Image location labeling items:
______________________________
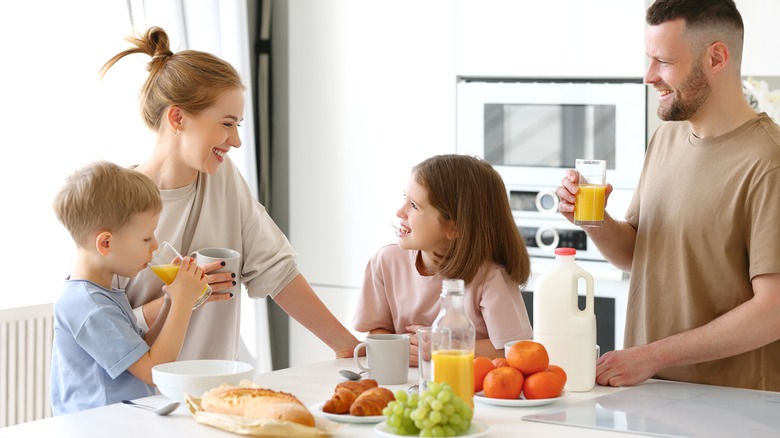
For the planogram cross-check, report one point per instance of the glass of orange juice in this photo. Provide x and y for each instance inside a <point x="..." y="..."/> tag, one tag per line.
<point x="166" y="262"/>
<point x="591" y="193"/>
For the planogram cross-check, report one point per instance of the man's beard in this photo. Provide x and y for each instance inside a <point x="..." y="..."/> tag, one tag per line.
<point x="696" y="88"/>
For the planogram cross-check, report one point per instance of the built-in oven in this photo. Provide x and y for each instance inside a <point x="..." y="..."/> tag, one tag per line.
<point x="531" y="131"/>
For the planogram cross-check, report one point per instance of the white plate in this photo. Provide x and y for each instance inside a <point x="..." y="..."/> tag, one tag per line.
<point x="476" y="429"/>
<point x="518" y="402"/>
<point x="346" y="418"/>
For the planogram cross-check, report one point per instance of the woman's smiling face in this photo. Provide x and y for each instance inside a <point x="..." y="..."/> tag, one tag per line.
<point x="211" y="134"/>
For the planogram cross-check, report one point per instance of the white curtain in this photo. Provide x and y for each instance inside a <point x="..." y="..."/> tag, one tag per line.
<point x="219" y="27"/>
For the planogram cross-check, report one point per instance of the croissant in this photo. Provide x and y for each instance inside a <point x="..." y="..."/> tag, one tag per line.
<point x="371" y="402"/>
<point x="340" y="402"/>
<point x="358" y="386"/>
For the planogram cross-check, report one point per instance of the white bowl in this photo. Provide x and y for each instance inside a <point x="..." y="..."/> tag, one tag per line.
<point x="195" y="377"/>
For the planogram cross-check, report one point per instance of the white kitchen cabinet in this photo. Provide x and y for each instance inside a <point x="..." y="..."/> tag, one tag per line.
<point x="762" y="45"/>
<point x="552" y="38"/>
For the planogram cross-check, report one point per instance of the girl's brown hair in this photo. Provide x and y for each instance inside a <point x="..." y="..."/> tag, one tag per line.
<point x="190" y="79"/>
<point x="469" y="192"/>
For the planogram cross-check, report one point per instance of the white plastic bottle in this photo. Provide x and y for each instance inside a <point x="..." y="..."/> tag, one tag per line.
<point x="566" y="331"/>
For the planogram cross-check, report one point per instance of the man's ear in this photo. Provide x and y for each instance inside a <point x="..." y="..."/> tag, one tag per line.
<point x="103" y="243"/>
<point x="719" y="56"/>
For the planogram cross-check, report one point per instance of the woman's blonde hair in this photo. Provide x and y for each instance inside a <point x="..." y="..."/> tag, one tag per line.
<point x="469" y="192"/>
<point x="103" y="197"/>
<point x="190" y="79"/>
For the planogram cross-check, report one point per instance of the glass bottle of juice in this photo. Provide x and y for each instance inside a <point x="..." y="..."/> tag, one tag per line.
<point x="452" y="343"/>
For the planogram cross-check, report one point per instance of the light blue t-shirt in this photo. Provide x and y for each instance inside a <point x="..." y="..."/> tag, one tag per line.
<point x="96" y="339"/>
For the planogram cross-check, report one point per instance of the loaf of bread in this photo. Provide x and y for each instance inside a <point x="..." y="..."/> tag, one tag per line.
<point x="257" y="403"/>
<point x="371" y="402"/>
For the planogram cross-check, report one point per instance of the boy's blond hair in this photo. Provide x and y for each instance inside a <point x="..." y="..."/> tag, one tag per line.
<point x="103" y="197"/>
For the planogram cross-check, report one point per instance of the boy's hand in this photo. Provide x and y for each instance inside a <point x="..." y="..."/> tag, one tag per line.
<point x="188" y="285"/>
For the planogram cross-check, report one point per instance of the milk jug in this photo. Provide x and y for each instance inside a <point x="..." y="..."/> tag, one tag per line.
<point x="566" y="331"/>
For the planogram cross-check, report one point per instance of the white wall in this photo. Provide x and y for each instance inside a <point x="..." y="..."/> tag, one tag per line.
<point x="56" y="115"/>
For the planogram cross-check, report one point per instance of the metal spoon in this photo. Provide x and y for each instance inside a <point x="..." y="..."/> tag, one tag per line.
<point x="351" y="375"/>
<point x="165" y="410"/>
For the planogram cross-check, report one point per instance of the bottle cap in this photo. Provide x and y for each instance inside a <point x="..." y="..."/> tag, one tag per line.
<point x="565" y="251"/>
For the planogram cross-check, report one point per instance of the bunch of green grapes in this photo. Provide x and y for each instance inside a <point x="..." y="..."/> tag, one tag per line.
<point x="437" y="412"/>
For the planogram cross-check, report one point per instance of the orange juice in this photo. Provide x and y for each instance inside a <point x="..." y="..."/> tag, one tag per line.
<point x="589" y="206"/>
<point x="167" y="273"/>
<point x="456" y="367"/>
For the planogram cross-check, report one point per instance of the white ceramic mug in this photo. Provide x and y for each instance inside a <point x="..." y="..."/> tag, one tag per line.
<point x="232" y="261"/>
<point x="387" y="358"/>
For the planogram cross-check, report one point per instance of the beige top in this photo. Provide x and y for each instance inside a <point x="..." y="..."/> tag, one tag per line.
<point x="230" y="218"/>
<point x="706" y="213"/>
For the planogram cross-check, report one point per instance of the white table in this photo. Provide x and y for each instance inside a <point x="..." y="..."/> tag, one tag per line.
<point x="312" y="384"/>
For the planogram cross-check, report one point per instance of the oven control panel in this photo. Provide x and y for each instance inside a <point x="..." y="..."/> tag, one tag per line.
<point x="542" y="226"/>
<point x="551" y="238"/>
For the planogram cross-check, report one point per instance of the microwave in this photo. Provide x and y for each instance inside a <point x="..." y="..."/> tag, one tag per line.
<point x="532" y="130"/>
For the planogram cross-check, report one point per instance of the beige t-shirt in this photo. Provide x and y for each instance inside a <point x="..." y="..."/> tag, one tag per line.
<point x="706" y="213"/>
<point x="394" y="295"/>
<point x="230" y="218"/>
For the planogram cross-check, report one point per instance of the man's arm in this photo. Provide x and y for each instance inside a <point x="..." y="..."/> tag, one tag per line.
<point x="751" y="325"/>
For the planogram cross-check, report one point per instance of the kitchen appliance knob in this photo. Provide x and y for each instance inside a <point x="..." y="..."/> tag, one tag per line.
<point x="547" y="238"/>
<point x="547" y="202"/>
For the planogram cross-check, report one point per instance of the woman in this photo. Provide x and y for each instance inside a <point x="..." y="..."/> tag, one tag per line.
<point x="194" y="101"/>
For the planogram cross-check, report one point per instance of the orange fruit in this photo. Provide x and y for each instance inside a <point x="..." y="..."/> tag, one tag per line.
<point x="500" y="362"/>
<point x="482" y="366"/>
<point x="559" y="372"/>
<point x="544" y="384"/>
<point x="529" y="357"/>
<point x="503" y="382"/>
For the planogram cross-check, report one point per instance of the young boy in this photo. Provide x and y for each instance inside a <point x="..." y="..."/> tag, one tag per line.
<point x="100" y="356"/>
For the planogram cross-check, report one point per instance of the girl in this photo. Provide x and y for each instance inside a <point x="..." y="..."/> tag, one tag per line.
<point x="455" y="223"/>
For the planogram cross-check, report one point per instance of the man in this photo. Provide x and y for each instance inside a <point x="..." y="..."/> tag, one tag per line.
<point x="701" y="236"/>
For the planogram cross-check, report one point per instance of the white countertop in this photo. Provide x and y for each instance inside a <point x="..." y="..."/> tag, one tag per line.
<point x="312" y="384"/>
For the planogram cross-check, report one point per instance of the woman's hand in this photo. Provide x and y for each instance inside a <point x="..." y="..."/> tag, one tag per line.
<point x="219" y="281"/>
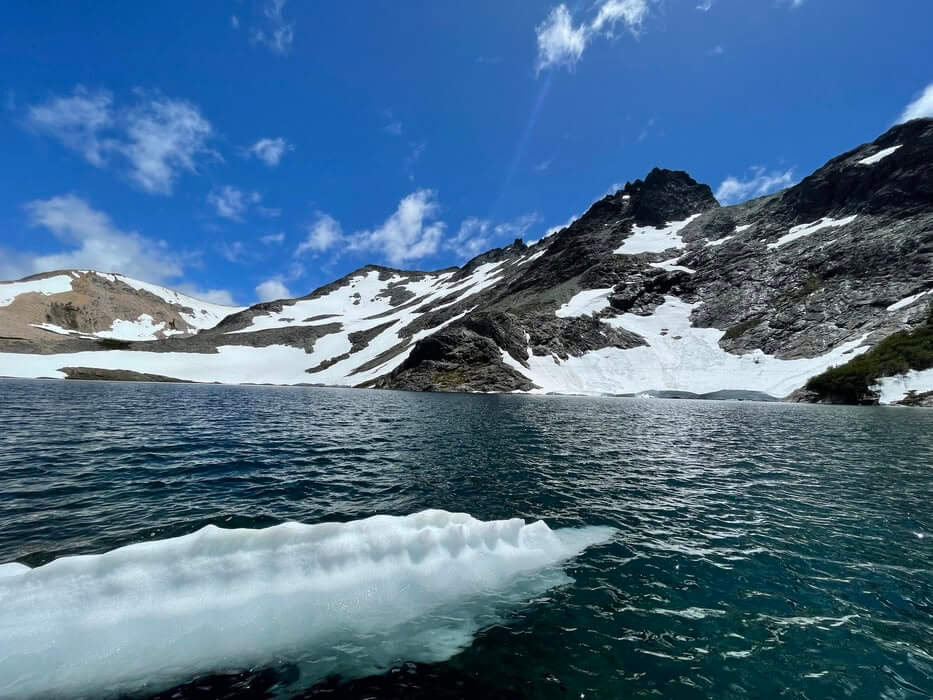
______________________________
*REQUIRED WORK:*
Select every line in the items above that contains the word "beige" and copy those lines out.

*OUTPUT BELOW:*
For the planogram cross-check, report one point per instance of the beige top in this photo. Provide x and y for each instance inside a <point x="..." y="..."/> tag, one tag per line.
For the planogram cross-check, report one point per instance of the beige t-shirt in this photo. Provide x and y for each instance inside a <point x="..." y="..."/> tag, one tag per line.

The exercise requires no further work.